## Exercise requirements
Locate every line in the entries below that contains the string "jeans", treating uppercase and lowercase as different, and copy each such line.

## Data supplied
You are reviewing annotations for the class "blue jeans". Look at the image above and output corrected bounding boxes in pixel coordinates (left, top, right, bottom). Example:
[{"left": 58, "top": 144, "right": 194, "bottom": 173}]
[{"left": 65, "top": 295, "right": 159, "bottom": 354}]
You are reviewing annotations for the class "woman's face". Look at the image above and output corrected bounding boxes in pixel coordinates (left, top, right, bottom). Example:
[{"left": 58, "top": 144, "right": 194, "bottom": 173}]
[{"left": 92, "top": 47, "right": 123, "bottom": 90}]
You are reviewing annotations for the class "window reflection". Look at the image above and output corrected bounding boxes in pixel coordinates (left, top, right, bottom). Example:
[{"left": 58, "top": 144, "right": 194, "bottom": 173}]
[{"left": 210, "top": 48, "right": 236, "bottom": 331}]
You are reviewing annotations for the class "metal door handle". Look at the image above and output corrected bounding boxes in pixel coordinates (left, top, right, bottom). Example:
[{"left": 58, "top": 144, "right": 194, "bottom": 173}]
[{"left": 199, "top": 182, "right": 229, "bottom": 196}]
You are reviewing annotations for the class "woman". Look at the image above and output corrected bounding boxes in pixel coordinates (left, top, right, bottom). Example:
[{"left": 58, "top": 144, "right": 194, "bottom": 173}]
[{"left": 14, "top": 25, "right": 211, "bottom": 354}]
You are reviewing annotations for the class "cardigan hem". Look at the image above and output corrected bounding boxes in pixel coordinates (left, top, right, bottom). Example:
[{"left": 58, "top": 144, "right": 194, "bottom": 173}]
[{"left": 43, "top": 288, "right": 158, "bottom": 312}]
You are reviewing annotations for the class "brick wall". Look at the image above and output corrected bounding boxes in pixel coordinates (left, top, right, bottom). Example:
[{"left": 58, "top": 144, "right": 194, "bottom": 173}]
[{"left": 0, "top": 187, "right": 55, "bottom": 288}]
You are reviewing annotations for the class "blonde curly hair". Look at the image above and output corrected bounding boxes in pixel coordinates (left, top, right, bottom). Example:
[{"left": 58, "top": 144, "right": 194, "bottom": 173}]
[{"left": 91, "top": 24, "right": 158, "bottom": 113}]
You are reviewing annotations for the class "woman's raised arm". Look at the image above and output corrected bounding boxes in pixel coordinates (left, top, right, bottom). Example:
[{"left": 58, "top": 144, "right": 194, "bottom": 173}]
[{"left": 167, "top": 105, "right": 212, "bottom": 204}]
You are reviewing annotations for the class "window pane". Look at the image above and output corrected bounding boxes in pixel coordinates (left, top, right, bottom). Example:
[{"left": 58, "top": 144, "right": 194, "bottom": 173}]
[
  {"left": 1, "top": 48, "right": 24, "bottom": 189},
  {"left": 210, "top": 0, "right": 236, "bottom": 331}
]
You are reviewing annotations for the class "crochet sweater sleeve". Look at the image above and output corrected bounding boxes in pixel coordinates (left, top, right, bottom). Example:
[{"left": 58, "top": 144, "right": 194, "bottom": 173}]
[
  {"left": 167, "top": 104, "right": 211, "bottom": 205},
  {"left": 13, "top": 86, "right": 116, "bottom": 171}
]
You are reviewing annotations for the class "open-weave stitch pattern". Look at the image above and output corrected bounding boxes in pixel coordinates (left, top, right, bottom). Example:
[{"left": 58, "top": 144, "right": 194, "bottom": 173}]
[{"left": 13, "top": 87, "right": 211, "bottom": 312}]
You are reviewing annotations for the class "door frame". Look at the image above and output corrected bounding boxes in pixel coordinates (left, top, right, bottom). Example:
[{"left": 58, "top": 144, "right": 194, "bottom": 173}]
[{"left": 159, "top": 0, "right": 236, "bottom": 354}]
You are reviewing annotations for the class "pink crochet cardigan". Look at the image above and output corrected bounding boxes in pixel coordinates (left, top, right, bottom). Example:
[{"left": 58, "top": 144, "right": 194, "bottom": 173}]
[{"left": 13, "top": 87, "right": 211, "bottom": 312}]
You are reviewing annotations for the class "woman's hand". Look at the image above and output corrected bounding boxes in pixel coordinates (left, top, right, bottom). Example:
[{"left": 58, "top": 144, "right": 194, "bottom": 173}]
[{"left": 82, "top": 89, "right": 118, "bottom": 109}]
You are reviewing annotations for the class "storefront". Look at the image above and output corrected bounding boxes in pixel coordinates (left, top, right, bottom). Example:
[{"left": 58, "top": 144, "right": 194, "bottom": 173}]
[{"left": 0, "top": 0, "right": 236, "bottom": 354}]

## Solution to this task
You are reviewing annotations for the class "blue jeans". Look at the image above and output corrected bounding boxes in pixel coordinates (left, top, right, bottom). Example:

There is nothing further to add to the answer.